* Start EXTRACTED TEXT *
Creativity is Driving Force Behind Keeping Metro Detroit Retail Market Fresh
To get a sense of what is happening in Southeast Michigan retail these days, the place to start looking is the past. It’s interesting and important to recognize that the seeds of many of the retail trends manifesting themselves today were planted years ago.
Fortunately, the overall retail marketplace in Southeast Michigan remains generally strong. The marketplace may change over time, but one constant that remains unaltered is that quality rises to the top.
Thoughtfully designed and developed retail projects in favorable locations have always done well — and that has remained the case through recessionary ups and downs and the whims of a consumer base that can be quick to change.
Today, one of the most discussed topics of conversation for any retailer is the competitive pressure of the online and mobile marketplace.
The convenience of virtual transactions, the rise of Internet powers like Amazon, and an increasingly tech-savvy population of shoppers who are comfortable and confident shopping online for a wider variety of goods and services has prompted the vast majority of brick-and-mortar retailers to work hard to carve out their own space in the digital marketplace.
Online and mobile growth has had less of a direct impact on brick-and-mortar sales than many predicted. While sales online continue to grow, that growth has slowed, and the percentage of overall sales remains small.
There is an argument to be made that brick-and-mortar has had more of an impact on digital sales than the other way around, something we see reflected in the spate of formerly online-only concepts making the move to new brick-and-mortar locations.
E-commerce brands like Birch Box and Warby Parker have recognized that a brick-and-mortar presence keeps people interested and provides a tangible and valuable presence in the marketplace.
The value of giving consumers an opportunity to play with new products and experience them firsthand is something that tech brands, such as Apple, have been successfully deploying for some time.
Experiential retail to stay
Online competition is far from the most pressing issue in Southeast Michigan. Here, neighborhood retail remains strong across the state, and staples like groceries, markets, restaurants and service retailers continue to perform well.
* End EXTRACTED TEXT *
* Start GIVEN ENTRIES *
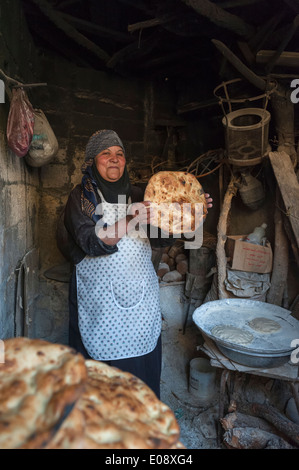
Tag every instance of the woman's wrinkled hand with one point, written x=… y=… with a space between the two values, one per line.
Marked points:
x=141 y=212
x=209 y=201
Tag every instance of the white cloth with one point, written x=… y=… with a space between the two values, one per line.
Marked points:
x=118 y=297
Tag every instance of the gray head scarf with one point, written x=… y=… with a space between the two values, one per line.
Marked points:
x=101 y=140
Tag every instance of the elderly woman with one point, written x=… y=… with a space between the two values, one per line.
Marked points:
x=115 y=312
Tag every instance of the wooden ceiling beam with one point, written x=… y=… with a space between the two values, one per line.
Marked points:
x=56 y=18
x=151 y=23
x=96 y=29
x=221 y=17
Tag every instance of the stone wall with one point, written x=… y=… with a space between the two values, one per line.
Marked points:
x=19 y=199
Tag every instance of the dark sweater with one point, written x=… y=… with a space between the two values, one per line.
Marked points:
x=76 y=232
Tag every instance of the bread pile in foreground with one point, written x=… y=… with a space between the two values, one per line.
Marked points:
x=52 y=398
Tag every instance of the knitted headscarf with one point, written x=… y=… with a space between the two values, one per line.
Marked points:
x=92 y=180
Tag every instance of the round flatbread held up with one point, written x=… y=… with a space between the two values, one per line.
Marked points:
x=178 y=201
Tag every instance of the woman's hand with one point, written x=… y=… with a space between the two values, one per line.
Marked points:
x=141 y=212
x=209 y=201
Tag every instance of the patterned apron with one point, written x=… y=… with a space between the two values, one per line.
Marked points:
x=118 y=297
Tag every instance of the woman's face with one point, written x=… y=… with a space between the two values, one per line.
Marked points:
x=111 y=163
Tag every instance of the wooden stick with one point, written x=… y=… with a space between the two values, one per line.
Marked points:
x=221 y=17
x=281 y=258
x=222 y=236
x=273 y=416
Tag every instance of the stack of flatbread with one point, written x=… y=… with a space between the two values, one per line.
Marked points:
x=178 y=201
x=51 y=398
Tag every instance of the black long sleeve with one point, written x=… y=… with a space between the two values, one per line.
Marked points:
x=81 y=230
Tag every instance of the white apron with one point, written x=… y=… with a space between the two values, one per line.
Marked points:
x=118 y=297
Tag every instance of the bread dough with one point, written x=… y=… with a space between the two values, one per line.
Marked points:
x=178 y=201
x=232 y=334
x=264 y=325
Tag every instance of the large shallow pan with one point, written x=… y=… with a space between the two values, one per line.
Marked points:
x=265 y=349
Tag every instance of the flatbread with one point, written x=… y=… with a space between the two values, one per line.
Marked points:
x=179 y=201
x=39 y=383
x=117 y=411
x=232 y=334
x=264 y=325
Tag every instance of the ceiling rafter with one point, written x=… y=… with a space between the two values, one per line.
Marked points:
x=69 y=30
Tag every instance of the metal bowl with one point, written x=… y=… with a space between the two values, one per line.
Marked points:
x=265 y=350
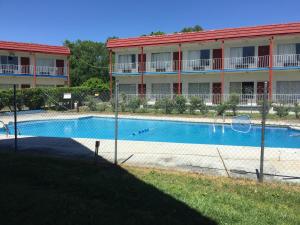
* End GIVEN ENTRIES *
Translate this sentence from the article on the Metro Detroit retail market into Spanish: "The marketplace may change over time, but one constant that remains unaltered is that quality rises to the top."

WORKED ANSWER - El mercado puede cambiar con el tiempo, pero una constante que permanece inalterada es que la calidad llega a lo más alto.